Problem to work on: Search the records below for the word "Point" and show every line where it occurs.

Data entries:

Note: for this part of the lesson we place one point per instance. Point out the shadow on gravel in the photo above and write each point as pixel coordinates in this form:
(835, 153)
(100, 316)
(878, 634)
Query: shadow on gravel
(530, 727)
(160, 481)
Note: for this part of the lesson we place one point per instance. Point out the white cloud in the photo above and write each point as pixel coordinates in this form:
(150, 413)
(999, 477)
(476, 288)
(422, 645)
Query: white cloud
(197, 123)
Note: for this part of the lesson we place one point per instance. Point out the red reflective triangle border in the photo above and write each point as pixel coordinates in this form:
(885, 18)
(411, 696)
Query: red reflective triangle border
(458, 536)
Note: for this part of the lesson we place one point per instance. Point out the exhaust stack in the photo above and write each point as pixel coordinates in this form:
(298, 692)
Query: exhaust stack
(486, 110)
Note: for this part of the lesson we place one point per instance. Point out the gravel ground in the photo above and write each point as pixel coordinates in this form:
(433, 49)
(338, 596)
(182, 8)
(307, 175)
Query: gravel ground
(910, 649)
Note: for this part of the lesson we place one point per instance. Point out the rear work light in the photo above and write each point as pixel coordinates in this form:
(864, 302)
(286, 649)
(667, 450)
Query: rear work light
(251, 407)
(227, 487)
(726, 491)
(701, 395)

==

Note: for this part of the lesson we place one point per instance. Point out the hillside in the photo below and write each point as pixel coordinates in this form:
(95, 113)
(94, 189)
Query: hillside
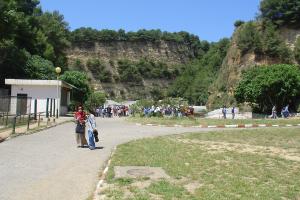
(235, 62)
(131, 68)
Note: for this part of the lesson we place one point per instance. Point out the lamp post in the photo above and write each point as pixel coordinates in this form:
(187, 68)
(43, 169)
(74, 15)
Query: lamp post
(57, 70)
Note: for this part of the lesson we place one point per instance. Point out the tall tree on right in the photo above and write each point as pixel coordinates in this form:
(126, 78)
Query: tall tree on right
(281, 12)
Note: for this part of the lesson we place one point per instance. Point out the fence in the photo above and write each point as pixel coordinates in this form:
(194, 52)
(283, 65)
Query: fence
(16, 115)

Solved problem:
Note: for this part of the lesson we place one point per instance. Point out the shadow on gravel in the photo above and write each point as pixel coordinates in this form:
Note: for this part of the lesson we place one point per instance. Point out the white cloud in the photo above and write each point as pixel coordinates in this form:
Note: for this part of the lesson we place one point per instance. Point out the red reflective triangle border in the photo above and write each point as pixel coordinates in this form:
Note: for this part of the lesson we place one point per instance. Point out the exhaust stack in the photo above and write each point as pixel coordinates in this form:
Note: for this part of the lesson we place one point per instance. Point out the gravel ground in the photo above and write each point as pixel coordinates in this form:
Note: for this part of the lesson we place one point per instance. Point out the rear work light in the photo above and write each point as pixel coordinates in this form:
Note: for this part of the lesson we place one point per instance. Point out the hillside in the photo below and write each point as pixel coordinates in this form:
Note: for this part of the lesson we place one point per instance. Point out the lamp post in the photo above and write each point as pixel coordinates in this form:
Note: for this part of the lesson we place one point per instance. Point out the tall tree on right in the photo above and write each point as pixel coordinates in this form:
Note: for this part of the lesson we place one point per instance. Point out the fence in the photo above and write each point as pixel coordinates in this form:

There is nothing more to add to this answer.